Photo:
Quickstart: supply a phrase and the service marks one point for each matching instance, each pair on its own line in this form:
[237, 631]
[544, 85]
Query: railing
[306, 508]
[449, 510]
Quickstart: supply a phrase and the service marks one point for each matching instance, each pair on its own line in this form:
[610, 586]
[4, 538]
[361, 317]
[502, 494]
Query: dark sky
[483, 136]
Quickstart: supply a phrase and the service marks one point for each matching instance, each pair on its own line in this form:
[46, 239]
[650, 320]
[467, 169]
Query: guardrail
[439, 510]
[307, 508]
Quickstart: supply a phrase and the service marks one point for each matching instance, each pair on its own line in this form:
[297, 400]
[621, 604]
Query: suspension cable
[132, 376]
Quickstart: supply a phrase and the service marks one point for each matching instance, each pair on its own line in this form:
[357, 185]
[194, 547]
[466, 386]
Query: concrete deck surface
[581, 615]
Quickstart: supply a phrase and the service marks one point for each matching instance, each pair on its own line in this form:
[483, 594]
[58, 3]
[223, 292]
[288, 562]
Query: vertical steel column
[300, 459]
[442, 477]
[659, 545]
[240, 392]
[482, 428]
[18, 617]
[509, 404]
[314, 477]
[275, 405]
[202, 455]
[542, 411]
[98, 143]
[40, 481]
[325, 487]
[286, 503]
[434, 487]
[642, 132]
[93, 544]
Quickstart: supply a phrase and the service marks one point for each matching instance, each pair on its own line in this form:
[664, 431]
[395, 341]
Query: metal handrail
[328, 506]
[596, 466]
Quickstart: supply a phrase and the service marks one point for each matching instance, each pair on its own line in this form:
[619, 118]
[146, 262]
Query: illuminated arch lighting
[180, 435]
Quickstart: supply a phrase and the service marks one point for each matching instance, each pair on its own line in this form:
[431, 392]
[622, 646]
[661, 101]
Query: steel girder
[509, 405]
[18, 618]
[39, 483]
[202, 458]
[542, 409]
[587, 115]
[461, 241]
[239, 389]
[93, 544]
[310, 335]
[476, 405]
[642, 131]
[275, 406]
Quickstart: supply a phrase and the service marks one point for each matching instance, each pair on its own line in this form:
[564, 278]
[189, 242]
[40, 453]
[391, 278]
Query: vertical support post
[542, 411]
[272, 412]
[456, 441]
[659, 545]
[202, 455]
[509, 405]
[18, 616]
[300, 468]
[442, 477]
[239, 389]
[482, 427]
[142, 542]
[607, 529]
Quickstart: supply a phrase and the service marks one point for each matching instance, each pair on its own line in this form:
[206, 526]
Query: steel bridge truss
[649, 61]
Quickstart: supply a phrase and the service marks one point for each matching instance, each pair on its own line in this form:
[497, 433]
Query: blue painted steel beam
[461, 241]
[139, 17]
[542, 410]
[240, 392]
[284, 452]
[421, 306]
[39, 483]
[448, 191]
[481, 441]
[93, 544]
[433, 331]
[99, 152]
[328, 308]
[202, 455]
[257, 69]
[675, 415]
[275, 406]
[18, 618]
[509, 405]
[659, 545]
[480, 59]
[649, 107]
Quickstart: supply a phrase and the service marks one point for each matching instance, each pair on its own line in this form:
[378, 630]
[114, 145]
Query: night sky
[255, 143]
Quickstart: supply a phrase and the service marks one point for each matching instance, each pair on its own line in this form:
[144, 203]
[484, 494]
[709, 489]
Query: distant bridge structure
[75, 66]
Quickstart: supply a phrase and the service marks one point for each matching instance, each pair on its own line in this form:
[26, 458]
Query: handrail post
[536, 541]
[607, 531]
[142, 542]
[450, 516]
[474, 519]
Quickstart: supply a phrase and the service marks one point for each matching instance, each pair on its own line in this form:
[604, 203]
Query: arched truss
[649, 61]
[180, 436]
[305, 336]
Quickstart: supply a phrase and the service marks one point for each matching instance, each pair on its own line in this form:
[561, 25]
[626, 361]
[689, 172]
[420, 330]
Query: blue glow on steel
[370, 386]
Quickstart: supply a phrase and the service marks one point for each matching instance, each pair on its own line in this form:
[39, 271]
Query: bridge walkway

Given problem: Write out the entries above once more, without altering anything.

In response:
Photo:
Quickstart: supply a phrase and the service marks one point for each matching instance, each pair on its own line in this form:
[237, 631]
[544, 85]
Query: railing
[306, 508]
[449, 510]
Quickstart: supply a phrase and the service marks one point for each matching instance, each pair on its own line in this form:
[610, 586]
[4, 538]
[361, 317]
[502, 494]
Query: dark sky
[483, 136]
Quickstart: supply a phrase and the service marks one point for each matching instance, each pair on its own line in this form:
[46, 239]
[650, 320]
[467, 169]
Query: guardrail
[439, 510]
[307, 508]
Quickstart: supply a phrase and the service marks one point for each matching instance, each pair on its own line in this form:
[297, 400]
[621, 604]
Query: suspension cable
[132, 376]
Quickstart: supply a phrase and the service marks one point for each matching instance, each pair on its own line in this form:
[357, 185]
[194, 547]
[466, 386]
Query: concrete deck surface
[581, 615]
Quickstart: supply a phrase and the service marks one point for each matching instance, each pair on its own line in this form:
[483, 594]
[58, 3]
[223, 292]
[288, 562]
Query: vertical steel column
[300, 459]
[442, 477]
[659, 545]
[240, 392]
[482, 428]
[18, 617]
[509, 404]
[314, 477]
[275, 405]
[202, 455]
[542, 411]
[98, 143]
[40, 481]
[325, 487]
[286, 503]
[434, 487]
[642, 132]
[93, 544]
Quickstart: supply a phrase and the service marks one point for each matching instance, each pair on its own line in this form:
[664, 431]
[395, 341]
Query: metal handrail
[328, 506]
[596, 466]
Quickstart: supply a phrase and the service marks one point for each matching instance, each pair on its own line in this form:
[619, 118]
[146, 262]
Query: illuminated arch lighting
[180, 435]
Quickstart: supply a phrase and the service marks one point for each matching instance, each pair on its own line in this form:
[431, 392]
[622, 646]
[661, 101]
Query: steel girder
[509, 405]
[18, 618]
[39, 483]
[202, 458]
[542, 409]
[587, 115]
[461, 241]
[239, 389]
[93, 544]
[310, 335]
[476, 405]
[642, 131]
[275, 406]
Quickstart: supply a phrase and the service marks one point for each matching instance, each pair on its own line in this form:
[564, 278]
[189, 242]
[40, 453]
[391, 278]
Query: vertical support post
[542, 411]
[272, 412]
[456, 441]
[659, 545]
[202, 455]
[509, 405]
[18, 616]
[300, 468]
[442, 477]
[239, 389]
[482, 427]
[142, 542]
[607, 529]
Quickstart: supply a phrase and the service marks one point for each matching instance, each pair on its own line in this form:
[206, 526]
Query: steel bridge truss
[649, 61]
Quickstart: supply a phrase and the service marks one point for each matching instance, each pair on its own line in this form:
[497, 433]
Query: blue painted steel beam
[461, 241]
[139, 17]
[542, 410]
[240, 392]
[284, 452]
[421, 306]
[39, 483]
[448, 191]
[481, 441]
[93, 544]
[433, 331]
[99, 152]
[328, 308]
[202, 455]
[257, 69]
[675, 415]
[275, 406]
[18, 618]
[509, 405]
[659, 545]
[480, 59]
[649, 107]
Quickstart: supply a phrase and the service marks one point for each matching instance, each pair on its own line in this form:
[378, 630]
[114, 145]
Query: night sky
[255, 143]
Quickstart: supply a phrase and the service marks one point for each matching instance, each pair on its own line in this form:
[144, 203]
[484, 494]
[709, 489]
Query: distant bridge structure
[75, 66]
Quickstart: supply a phrase and the service marks one point for each matching instance, each pair on its own line in this form:
[26, 458]
Query: handrail post
[536, 541]
[607, 531]
[142, 542]
[450, 516]
[474, 519]
Quickstart: supply a phrase and the service marks one point for each matching instance, each pair on its own line in this form:
[604, 203]
Query: arched truss
[649, 61]
[180, 436]
[305, 336]
Quickstart: supply a phrase and the service marks one point for each matching instance, each pair on its own line in this form:
[561, 25]
[626, 361]
[689, 172]
[420, 330]
Query: blue glow on steel
[370, 386]
Quickstart: supply a phrase and the service marks one point for each matching instance, each pair on its own line in this form:
[39, 271]
Query: bridge walkway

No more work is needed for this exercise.